• WHAT TO DO:
The data is to be set down once more, exactly as it reads.
----- SUPPLIED ENTRIES -----
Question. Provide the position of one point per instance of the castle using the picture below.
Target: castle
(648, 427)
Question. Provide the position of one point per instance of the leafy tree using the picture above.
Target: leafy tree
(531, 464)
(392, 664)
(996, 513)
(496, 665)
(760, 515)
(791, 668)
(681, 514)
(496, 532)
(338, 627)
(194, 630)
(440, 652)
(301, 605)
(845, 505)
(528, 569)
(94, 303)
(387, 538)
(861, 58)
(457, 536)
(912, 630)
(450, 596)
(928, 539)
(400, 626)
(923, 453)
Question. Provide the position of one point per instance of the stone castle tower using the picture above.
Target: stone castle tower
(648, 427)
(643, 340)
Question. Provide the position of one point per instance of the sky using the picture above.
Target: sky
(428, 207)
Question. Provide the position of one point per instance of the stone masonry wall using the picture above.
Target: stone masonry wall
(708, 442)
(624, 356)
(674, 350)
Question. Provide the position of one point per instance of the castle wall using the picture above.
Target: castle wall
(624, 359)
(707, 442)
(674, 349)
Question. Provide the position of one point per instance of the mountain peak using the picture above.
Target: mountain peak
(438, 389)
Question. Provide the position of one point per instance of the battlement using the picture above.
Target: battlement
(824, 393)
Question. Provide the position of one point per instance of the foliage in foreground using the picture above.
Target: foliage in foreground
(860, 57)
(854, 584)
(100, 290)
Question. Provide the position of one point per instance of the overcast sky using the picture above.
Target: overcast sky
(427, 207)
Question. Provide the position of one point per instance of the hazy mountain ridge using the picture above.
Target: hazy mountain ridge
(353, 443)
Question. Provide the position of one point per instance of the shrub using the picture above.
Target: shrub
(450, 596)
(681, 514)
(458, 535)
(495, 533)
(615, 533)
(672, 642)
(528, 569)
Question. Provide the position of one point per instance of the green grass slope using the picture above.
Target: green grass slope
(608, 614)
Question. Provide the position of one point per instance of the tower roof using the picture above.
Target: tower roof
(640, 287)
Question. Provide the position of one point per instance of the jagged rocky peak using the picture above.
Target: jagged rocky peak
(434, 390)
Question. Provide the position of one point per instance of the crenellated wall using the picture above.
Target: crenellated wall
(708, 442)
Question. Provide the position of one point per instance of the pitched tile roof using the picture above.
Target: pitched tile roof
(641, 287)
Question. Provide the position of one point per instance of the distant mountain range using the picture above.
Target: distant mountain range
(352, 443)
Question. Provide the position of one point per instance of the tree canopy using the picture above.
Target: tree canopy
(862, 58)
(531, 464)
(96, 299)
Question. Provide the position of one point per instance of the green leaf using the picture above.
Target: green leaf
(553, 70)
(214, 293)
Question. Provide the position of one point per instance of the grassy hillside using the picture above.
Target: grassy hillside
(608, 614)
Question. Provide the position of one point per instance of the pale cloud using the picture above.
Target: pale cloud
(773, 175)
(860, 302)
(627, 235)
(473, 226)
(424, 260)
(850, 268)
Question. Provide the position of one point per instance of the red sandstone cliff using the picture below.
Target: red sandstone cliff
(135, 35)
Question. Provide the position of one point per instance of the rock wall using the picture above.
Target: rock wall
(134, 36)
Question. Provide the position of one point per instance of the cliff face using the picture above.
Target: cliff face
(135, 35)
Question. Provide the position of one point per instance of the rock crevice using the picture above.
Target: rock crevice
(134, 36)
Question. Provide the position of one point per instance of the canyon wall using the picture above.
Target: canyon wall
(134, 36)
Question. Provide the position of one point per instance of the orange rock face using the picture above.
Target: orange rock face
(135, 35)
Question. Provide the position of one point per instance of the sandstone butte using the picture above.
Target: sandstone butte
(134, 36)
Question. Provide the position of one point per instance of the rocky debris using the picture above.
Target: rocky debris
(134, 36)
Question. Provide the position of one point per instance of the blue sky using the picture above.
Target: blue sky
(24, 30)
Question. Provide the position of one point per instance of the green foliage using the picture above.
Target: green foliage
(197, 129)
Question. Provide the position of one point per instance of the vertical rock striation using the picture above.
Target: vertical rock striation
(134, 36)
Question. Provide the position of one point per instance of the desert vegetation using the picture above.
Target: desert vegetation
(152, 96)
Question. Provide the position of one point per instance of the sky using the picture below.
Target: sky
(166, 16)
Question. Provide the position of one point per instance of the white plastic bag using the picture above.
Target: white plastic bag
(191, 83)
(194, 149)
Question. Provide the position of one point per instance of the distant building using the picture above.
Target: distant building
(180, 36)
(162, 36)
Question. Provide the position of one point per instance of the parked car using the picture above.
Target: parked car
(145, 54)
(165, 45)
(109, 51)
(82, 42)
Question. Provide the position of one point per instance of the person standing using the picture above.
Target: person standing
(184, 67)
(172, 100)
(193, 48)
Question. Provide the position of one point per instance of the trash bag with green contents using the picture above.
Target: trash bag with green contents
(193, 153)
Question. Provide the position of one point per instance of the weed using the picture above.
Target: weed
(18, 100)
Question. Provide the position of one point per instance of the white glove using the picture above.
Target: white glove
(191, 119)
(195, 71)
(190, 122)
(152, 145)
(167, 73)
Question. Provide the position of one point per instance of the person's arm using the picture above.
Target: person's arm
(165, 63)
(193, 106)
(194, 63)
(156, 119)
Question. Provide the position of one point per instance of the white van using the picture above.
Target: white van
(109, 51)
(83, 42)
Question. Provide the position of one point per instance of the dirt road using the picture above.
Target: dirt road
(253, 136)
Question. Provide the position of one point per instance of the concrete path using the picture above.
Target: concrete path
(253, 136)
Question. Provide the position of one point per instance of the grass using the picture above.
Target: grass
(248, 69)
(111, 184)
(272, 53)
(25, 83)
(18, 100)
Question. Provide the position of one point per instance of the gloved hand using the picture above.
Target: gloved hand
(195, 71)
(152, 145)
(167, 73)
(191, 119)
-----
• SOLUTION TO THE PROBLEM:
Question. Provide the position of one point per instance of the castle using the picture below.
Target: castle
(648, 427)
Question. Provide the position of one point per instance of the leafy tree using the picture above.
Target: leafy tree
(531, 464)
(392, 664)
(996, 513)
(496, 665)
(760, 515)
(791, 668)
(681, 514)
(496, 532)
(338, 627)
(194, 630)
(440, 652)
(301, 605)
(845, 505)
(528, 569)
(94, 303)
(387, 538)
(861, 58)
(457, 536)
(912, 630)
(450, 596)
(928, 539)
(400, 626)
(923, 453)
Question. Provide the position of one point per instance of the stone castle tower using the picture above.
Target: stone castle tower
(648, 427)
(643, 340)
Question. Provide the position of one point per instance of the sky using the picture above.
Target: sky
(428, 207)
Question. Provide the position of one point per instance of the stone masonry wall using the picture above.
Target: stone masonry wall
(708, 442)
(624, 356)
(674, 350)
Question. Provide the position of one point per instance of the castle wall using the picture above.
Target: castle wall
(624, 359)
(707, 442)
(674, 349)
Question. Provide the position of one point per instance of the mountain peak using the picture above.
Target: mountain peak
(438, 389)
Question. Provide the position of one point per instance of the battlement using the picture above.
Target: battlement
(824, 393)
Question. Provide the position of one point per instance of the foliage in foreground using the picture above.
Target: foliage in foreground
(860, 57)
(854, 584)
(100, 290)
Question. Provide the position of one point per instance of the overcast sky using the picture above.
Target: overcast sky
(427, 207)
Question. Provide the position of one point per instance of the hazy mountain ridge using the picture above.
Target: hazy mountain ridge
(353, 443)
Question. Provide the position of one point per instance of the shrub using the picture above.
Target: shrub
(450, 596)
(681, 514)
(458, 535)
(495, 533)
(615, 533)
(672, 642)
(528, 569)
Question. Provide the position of one point per instance of the green grass slope using the picture above.
Target: green grass slope
(608, 614)
Question. Provide the position of one point per instance of the tower roof using the picture above.
Target: tower roof
(640, 287)
Question. Provide the position of one point per instance of the jagged rocky peak using the picture above.
Target: jagged rocky peak
(434, 390)
Question. Provide the position of one point per instance of the crenellated wall using the picture above.
Target: crenellated wall
(708, 442)
Question. Provide the position of one point per instance of the pitched tile roof using the picture above.
Target: pitched tile roof
(641, 287)
Question. Provide the position of one point per instance of the distant mountain range using the picture above.
Target: distant mountain range
(352, 443)
Question. Provide the position of one point per instance of the tree canopy using the picture above.
Target: tree canopy
(862, 58)
(531, 464)
(96, 299)
Question. Provide the position of one point per instance of the green leaf using the picture above.
Target: green leaf
(553, 70)
(214, 293)
Question. Provide the position of one point per instance of the grassy hillside using the picture above.
Target: grassy hillside
(608, 614)
Question. Provide the position of one point per instance of the pale cloud using the picture above.
Target: pale cloud
(773, 175)
(860, 302)
(627, 235)
(473, 226)
(424, 260)
(850, 268)
Question. Provide the position of one point per instance of the red sandstone cliff using the picture below.
Target: red sandstone cliff
(135, 35)
Question. Provide the position of one point per instance of the rock wall using the picture above.
Target: rock wall
(134, 36)
Question. Provide the position of one point per instance of the cliff face using the picture above.
Target: cliff face
(135, 35)
Question. Provide the position of one point per instance of the rock crevice using the picture above.
Target: rock crevice
(134, 36)
Question. Provide the position of one point per instance of the canyon wall using the picture above.
Target: canyon wall
(134, 36)
Question. Provide the position of one point per instance of the orange rock face using the picture above.
Target: orange rock face
(135, 35)
Question. Provide the position of one point per instance of the sandstone butte using the picture above.
Target: sandstone butte
(134, 36)
Question. Provide the position of one point per instance of the rocky debris using the picture above.
Target: rocky debris
(134, 36)
Question. Provide the position of one point per instance of the blue sky using the picture above.
Target: blue sky
(24, 30)
Question. Provide the position of one point per instance of the green foliage using the picture above.
Target: green foliage
(197, 129)
Question. Provide the position of one point per instance of the vertical rock striation using the picture above.
Target: vertical rock striation
(134, 36)
Question. Provide the position of one point per instance of the desert vegetation using the picture above.
Target: desert vegetation
(152, 96)
Question. Provide the position of one point per instance of the sky using the picture below.
Target: sky
(166, 16)
Question. Provide the position of one point per instance of the white plastic bag using the picture above.
Target: white plastic bag
(191, 83)
(194, 149)
Question. Provide the position of one point per instance of the distant building using the picture above.
Target: distant building
(180, 36)
(162, 36)
Question. Provide the position of one point per instance of the parked car using the picture above.
Target: parked car
(145, 54)
(165, 45)
(109, 51)
(82, 42)
Question. Provide the position of one point per instance of the person standing using the picture above.
Target: person standing
(184, 67)
(172, 100)
(193, 48)
Question. Provide the position of one point per instance of the trash bag with green contents using the picture above.
Target: trash bag with green contents
(193, 153)
Question. Provide the position of one point per instance of the weed using the picture above.
Target: weed
(18, 100)
Question. Provide the position of one point per instance of the white glove using the picture above.
Target: white glove
(191, 119)
(195, 71)
(190, 122)
(152, 145)
(167, 73)
Question. Provide the position of one point per instance of the person's arm using the picture above.
Target: person's arm
(165, 63)
(193, 106)
(194, 63)
(156, 119)
Question. Provide the position of one point per instance of the white van using the picture above.
Target: white van
(109, 51)
(83, 42)
Question. Provide the position of one point per instance of the dirt road using the picture above.
Target: dirt road
(253, 136)
Question. Provide the position of one point per instance of the concrete path using the picture above.
Target: concrete path
(253, 136)
Question. Provide the position of one point per instance of the grass using the picture above.
Target: grass
(248, 69)
(111, 184)
(272, 53)
(25, 83)
(18, 100)
Question. Provide the position of one point per instance of the gloved hand using the picture above.
Target: gloved hand
(195, 71)
(152, 145)
(167, 73)
(191, 119)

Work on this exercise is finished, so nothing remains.